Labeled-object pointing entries
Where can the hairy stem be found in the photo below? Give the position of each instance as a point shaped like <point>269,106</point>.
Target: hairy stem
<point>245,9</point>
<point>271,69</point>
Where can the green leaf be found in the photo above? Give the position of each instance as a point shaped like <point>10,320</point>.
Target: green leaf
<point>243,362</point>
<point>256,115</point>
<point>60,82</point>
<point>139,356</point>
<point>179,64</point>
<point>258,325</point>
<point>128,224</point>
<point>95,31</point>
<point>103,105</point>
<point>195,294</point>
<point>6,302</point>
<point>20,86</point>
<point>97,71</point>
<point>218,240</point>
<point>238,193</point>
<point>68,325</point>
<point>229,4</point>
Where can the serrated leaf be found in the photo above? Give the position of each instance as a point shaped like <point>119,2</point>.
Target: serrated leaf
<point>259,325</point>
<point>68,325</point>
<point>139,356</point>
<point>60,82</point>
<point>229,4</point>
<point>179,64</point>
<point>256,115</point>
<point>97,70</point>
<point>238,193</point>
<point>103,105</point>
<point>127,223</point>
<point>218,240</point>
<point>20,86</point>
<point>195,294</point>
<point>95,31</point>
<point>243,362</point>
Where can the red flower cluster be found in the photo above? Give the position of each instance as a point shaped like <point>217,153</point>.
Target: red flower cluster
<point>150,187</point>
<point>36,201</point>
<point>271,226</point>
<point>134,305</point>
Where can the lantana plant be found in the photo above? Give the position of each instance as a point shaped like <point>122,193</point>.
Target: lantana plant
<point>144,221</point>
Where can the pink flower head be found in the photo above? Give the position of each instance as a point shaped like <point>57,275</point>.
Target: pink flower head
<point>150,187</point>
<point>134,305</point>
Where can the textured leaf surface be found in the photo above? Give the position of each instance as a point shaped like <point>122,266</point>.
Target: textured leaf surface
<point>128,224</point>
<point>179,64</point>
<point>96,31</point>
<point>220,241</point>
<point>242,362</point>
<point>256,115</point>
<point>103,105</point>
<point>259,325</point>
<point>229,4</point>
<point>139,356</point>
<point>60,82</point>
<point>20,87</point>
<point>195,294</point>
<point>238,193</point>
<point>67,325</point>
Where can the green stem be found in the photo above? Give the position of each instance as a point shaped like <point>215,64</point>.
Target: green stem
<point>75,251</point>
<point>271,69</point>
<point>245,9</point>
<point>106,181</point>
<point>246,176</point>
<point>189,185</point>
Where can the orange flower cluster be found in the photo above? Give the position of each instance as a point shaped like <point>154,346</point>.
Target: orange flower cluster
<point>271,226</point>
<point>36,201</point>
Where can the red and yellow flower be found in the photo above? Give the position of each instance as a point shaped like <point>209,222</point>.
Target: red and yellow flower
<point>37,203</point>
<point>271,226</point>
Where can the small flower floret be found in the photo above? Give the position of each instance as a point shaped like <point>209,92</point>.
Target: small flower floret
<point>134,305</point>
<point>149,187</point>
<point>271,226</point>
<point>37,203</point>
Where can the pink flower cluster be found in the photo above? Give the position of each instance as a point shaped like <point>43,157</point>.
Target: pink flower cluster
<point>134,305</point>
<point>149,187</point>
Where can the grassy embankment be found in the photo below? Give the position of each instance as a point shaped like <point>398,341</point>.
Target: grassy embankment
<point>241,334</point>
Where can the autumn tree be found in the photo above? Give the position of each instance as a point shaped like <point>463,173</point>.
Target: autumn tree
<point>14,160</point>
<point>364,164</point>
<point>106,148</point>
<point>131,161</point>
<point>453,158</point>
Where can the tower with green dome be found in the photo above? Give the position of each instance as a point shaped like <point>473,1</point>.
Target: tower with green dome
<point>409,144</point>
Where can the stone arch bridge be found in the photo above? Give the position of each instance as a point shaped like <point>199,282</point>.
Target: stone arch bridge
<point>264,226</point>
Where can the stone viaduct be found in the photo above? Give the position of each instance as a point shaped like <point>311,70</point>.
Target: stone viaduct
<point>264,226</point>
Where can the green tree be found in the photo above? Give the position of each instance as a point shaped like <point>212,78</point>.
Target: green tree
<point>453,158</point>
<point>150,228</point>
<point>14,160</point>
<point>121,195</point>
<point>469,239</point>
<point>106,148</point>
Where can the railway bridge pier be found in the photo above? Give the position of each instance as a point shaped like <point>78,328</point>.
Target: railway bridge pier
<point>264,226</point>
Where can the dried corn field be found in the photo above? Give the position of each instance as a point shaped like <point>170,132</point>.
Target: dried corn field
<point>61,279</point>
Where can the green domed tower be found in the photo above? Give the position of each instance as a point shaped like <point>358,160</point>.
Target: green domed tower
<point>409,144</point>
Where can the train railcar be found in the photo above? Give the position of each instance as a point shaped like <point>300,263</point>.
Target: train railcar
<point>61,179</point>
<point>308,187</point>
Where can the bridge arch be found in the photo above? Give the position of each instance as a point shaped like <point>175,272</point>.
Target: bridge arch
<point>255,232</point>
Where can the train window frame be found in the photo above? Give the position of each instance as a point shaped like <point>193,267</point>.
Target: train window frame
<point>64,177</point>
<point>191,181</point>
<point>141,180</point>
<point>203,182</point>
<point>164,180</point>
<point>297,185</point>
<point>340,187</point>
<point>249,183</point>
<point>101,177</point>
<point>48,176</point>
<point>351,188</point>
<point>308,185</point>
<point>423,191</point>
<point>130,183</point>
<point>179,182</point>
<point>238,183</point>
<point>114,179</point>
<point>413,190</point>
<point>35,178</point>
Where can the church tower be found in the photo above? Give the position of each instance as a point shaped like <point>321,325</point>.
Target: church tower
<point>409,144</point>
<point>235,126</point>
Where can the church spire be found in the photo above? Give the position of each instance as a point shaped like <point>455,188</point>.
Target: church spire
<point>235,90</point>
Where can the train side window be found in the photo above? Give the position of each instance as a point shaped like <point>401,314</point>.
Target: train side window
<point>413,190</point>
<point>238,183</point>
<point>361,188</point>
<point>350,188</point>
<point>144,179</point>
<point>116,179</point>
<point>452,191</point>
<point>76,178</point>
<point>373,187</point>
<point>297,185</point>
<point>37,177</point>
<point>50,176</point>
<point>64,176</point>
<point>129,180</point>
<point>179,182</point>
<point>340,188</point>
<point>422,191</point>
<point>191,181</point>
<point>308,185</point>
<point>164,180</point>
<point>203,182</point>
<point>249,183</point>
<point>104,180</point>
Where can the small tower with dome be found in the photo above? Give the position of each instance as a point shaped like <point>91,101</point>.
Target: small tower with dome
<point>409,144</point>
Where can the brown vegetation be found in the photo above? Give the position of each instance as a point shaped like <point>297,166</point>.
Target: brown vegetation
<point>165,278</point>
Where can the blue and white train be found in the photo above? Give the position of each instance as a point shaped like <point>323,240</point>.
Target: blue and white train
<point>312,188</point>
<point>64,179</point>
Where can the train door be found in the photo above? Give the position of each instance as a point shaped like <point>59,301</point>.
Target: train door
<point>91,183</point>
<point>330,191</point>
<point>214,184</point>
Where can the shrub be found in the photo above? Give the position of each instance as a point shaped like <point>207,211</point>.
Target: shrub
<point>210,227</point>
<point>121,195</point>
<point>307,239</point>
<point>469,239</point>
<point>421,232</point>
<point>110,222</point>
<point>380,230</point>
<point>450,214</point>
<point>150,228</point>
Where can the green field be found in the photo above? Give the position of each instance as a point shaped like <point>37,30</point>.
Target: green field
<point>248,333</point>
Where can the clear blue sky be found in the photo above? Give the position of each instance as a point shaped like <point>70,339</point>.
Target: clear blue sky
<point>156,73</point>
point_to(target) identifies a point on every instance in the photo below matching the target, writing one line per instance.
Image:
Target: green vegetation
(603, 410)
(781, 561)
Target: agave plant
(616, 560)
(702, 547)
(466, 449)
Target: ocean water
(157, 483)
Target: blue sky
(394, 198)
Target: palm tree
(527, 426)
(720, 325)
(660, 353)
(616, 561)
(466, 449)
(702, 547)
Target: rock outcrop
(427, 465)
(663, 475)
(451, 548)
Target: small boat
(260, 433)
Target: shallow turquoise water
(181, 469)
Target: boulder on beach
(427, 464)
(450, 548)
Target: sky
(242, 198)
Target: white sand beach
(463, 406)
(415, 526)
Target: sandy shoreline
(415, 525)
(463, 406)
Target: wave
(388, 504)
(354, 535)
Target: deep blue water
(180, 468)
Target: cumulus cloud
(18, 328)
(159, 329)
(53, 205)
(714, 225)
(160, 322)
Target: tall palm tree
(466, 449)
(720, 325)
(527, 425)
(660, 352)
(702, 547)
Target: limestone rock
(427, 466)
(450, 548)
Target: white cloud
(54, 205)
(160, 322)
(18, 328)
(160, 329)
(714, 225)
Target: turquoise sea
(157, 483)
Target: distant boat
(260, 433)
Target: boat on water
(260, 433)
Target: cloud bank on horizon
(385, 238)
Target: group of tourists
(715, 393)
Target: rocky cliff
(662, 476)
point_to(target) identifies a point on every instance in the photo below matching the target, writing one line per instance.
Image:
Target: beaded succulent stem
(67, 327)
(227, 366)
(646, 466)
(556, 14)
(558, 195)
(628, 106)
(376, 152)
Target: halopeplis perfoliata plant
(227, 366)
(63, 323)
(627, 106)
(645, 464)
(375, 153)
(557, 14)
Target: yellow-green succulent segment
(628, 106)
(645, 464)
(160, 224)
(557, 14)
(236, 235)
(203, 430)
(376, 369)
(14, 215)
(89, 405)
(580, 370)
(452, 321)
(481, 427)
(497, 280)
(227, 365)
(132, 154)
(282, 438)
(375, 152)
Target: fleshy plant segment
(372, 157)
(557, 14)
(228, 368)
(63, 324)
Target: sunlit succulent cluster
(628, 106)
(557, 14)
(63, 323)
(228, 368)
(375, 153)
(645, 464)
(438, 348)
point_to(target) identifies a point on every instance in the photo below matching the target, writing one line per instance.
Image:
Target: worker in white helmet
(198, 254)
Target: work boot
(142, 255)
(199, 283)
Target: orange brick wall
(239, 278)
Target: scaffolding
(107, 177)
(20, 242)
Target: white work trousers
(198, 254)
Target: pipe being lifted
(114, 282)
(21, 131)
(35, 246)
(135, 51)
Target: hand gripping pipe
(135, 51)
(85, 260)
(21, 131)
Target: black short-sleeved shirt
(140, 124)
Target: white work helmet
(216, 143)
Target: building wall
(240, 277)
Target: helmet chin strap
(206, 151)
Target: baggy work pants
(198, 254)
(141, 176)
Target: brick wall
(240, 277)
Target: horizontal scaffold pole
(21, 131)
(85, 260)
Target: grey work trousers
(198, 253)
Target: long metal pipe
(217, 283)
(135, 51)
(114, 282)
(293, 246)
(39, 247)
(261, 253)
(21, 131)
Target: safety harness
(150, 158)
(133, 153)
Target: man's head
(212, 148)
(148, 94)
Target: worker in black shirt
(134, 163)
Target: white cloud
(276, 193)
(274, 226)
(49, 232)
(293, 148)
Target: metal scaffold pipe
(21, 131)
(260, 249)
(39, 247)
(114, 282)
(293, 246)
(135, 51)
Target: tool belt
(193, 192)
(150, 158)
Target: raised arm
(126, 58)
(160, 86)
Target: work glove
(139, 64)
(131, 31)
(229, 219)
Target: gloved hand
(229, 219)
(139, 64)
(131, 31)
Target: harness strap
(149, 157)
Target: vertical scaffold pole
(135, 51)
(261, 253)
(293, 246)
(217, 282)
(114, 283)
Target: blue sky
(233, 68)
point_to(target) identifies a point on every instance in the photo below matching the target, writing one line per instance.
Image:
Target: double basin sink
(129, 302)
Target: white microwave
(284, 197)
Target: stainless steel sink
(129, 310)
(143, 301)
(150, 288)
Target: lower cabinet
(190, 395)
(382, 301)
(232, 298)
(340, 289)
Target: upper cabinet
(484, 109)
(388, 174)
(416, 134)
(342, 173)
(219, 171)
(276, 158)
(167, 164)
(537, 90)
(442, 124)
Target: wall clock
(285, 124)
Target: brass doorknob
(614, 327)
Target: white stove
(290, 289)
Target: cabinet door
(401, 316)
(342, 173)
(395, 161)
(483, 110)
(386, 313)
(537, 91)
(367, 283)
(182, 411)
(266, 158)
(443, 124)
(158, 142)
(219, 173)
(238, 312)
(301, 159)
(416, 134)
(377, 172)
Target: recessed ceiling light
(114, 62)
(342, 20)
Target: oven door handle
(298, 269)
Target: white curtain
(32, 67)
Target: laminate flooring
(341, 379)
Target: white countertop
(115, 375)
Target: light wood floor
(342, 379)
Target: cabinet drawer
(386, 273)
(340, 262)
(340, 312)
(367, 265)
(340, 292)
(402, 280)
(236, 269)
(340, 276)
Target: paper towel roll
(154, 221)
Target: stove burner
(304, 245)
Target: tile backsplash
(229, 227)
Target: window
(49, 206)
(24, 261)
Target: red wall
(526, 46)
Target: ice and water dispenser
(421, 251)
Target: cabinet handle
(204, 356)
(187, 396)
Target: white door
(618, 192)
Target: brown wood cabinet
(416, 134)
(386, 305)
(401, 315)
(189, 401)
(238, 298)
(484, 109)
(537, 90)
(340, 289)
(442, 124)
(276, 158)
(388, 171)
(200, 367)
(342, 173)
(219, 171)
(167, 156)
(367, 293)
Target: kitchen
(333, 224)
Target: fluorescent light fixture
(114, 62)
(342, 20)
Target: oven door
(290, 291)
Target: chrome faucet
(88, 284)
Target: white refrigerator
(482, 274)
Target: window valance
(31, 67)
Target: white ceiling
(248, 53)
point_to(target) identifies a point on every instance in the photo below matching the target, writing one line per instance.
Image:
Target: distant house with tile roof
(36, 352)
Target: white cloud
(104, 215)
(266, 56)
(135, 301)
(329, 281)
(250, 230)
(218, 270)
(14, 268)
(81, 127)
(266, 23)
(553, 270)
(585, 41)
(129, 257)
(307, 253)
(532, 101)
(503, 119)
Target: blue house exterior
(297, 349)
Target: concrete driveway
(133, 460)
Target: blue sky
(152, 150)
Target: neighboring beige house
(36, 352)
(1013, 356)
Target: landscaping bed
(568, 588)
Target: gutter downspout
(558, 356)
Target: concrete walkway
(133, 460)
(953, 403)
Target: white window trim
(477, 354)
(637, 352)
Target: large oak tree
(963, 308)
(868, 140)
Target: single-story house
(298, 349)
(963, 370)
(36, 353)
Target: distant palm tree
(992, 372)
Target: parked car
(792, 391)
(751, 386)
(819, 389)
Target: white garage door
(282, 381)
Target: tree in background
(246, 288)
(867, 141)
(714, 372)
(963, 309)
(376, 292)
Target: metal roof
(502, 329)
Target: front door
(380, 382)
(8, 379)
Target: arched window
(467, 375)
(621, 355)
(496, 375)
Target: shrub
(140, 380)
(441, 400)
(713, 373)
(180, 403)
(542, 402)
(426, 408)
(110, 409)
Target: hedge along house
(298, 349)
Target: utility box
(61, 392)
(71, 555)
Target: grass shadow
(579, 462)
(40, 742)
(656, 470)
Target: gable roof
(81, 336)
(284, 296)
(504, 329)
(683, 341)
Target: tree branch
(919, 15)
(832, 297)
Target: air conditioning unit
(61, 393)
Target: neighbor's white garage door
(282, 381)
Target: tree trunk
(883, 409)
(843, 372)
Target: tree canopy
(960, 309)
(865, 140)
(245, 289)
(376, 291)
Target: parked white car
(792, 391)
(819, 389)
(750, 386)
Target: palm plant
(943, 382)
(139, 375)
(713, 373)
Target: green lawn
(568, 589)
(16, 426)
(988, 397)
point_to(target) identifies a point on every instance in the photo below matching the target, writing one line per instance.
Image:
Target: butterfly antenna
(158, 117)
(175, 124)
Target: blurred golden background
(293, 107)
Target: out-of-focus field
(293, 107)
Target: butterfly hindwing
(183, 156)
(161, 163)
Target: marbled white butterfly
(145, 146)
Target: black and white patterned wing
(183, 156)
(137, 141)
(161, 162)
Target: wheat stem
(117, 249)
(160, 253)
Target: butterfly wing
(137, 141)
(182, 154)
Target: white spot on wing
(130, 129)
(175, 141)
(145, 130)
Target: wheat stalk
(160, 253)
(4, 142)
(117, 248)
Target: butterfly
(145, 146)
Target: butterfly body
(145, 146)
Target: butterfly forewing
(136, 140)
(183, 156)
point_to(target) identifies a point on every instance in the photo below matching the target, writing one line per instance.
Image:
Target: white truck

The task: Copy every line of the records, from the line containing "Target: tree canopy" through the end of the records, inclusive, and increase each coordinate in the answer points by 111. Leave all other lines unchanged.

Full solution:
Target: tree canopy
(1071, 420)
(976, 251)
(356, 400)
(487, 402)
Target: parked white car
(903, 502)
(930, 500)
(861, 497)
Target: palm plant
(1054, 493)
(250, 486)
(824, 484)
Target: green lawn
(679, 700)
(127, 537)
(1099, 508)
point_to(target) identifies a point on every instance in the photo below matching the target, writing one line per instance.
Image:
Target: butterfly antenna
(269, 228)
(286, 235)
Target: blurred golden background
(404, 218)
Target: out-of-focus field
(404, 218)
Target: butterfly hindwing
(294, 267)
(272, 274)
Target: marbled white butterfly
(256, 257)
Target: black and white patterned wing
(294, 267)
(248, 252)
(272, 273)
Target: wheat stem
(228, 360)
(271, 364)
Target: butterfly wing
(248, 252)
(293, 265)
Target: white spot on wing
(241, 240)
(286, 252)
(256, 241)
Target: wheat stalk
(271, 364)
(115, 253)
(228, 359)
Target: butterfly
(256, 257)
Target: butterfly body
(256, 257)
Target: butterfly forewing
(247, 251)
(294, 267)
point_to(target) identifies a point on every instance in the photo below matching the target, writing one line per instance.
Image:
Target: white truck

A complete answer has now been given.